EXTRACTED INFORMATION:
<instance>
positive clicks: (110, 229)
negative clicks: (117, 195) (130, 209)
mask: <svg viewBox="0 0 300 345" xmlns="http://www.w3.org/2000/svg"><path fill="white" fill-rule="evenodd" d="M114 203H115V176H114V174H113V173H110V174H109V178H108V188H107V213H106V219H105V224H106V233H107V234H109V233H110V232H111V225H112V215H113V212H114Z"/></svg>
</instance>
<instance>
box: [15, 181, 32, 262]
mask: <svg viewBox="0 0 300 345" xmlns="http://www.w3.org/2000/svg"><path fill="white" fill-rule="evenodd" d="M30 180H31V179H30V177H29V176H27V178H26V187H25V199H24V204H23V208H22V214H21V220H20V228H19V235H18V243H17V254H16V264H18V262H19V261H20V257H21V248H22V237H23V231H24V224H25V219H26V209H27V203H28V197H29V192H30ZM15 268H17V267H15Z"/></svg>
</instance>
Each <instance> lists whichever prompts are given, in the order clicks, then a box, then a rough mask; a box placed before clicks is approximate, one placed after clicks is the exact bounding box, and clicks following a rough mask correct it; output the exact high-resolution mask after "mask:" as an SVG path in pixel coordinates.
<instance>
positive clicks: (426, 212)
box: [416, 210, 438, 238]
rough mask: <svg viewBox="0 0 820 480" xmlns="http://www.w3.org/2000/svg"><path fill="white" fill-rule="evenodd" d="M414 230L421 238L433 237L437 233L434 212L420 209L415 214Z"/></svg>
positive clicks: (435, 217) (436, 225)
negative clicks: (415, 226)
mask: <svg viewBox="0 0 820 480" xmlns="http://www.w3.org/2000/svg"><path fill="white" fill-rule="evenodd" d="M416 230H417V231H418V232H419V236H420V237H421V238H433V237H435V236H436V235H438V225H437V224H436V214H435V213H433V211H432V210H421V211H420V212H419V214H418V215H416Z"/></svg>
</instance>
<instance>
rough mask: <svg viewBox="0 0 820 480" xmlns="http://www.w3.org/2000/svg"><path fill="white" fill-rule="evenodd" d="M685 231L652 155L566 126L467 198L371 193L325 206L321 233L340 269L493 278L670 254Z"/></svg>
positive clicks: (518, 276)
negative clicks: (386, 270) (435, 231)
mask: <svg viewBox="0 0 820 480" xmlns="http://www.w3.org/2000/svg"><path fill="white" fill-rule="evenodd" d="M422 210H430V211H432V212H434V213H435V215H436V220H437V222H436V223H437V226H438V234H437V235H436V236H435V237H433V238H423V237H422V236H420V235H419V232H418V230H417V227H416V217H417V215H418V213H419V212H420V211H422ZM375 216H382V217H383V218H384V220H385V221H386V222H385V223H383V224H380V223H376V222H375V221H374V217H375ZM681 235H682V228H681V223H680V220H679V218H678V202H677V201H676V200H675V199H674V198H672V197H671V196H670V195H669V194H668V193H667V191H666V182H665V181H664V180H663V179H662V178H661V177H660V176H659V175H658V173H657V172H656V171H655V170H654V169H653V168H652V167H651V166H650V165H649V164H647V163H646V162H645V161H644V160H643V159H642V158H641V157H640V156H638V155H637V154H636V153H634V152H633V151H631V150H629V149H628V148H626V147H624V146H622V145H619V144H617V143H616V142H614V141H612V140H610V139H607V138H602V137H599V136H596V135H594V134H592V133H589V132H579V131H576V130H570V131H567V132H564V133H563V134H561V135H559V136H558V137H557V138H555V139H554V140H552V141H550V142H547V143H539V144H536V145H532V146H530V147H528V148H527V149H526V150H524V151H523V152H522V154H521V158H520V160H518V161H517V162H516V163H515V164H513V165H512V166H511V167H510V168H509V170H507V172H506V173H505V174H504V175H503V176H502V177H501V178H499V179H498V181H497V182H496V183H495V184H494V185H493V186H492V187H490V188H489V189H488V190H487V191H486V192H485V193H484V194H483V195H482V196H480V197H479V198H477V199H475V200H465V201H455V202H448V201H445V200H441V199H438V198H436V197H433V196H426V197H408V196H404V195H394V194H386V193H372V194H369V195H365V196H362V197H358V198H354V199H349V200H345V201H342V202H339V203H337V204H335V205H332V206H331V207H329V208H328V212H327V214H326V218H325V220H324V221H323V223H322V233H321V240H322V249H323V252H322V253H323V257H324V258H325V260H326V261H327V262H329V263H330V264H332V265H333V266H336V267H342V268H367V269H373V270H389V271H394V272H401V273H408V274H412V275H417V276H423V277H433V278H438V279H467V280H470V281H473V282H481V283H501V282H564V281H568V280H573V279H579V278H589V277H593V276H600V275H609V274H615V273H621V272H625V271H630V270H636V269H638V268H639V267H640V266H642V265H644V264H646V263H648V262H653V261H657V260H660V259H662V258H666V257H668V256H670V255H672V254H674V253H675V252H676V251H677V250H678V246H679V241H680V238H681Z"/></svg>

YOUR TASK: Among the entries above, the line containing "box: [15, 181, 32, 262]", the line containing "positive clicks: (518, 276)", and all lines between them are to be restated word for word; nothing else belongs in the reply.

RESPONSE BELOW:
box: [15, 181, 32, 262]
mask: <svg viewBox="0 0 300 345" xmlns="http://www.w3.org/2000/svg"><path fill="white" fill-rule="evenodd" d="M30 180H31V179H30V177H29V176H27V178H26V187H25V199H24V204H23V208H22V214H21V220H20V228H19V235H18V243H17V254H16V264H18V262H19V261H20V257H21V248H22V237H23V231H24V224H25V219H26V209H27V203H28V197H29V192H30ZM15 268H17V267H15Z"/></svg>
</instance>
Each <instance> lists whichever prompts are given, in the order clicks, then a box, then a rough mask; a box placed before clicks is approximate, one placed after clicks is the exact bounding box, and clicks following a rough mask correct it; output the exact high-resolution mask after "mask:" as an SVG path in pixel coordinates.
<instance>
positive clicks: (426, 212)
box: [416, 210, 438, 238]
rough mask: <svg viewBox="0 0 820 480" xmlns="http://www.w3.org/2000/svg"><path fill="white" fill-rule="evenodd" d="M414 230L421 238L433 237L437 233L434 212L420 209L415 214Z"/></svg>
positive clicks: (435, 217) (436, 225)
negative clicks: (415, 226)
mask: <svg viewBox="0 0 820 480" xmlns="http://www.w3.org/2000/svg"><path fill="white" fill-rule="evenodd" d="M416 230H417V231H418V232H419V236H420V237H421V238H433V237H435V236H436V235H438V225H437V224H436V214H435V213H433V211H432V210H421V211H420V212H419V214H418V215H416Z"/></svg>
</instance>
<instance>
rough mask: <svg viewBox="0 0 820 480" xmlns="http://www.w3.org/2000/svg"><path fill="white" fill-rule="evenodd" d="M685 231L652 155L566 126L467 198L371 193L325 206L321 233L340 269L493 278L670 254Z"/></svg>
positive clicks: (518, 276)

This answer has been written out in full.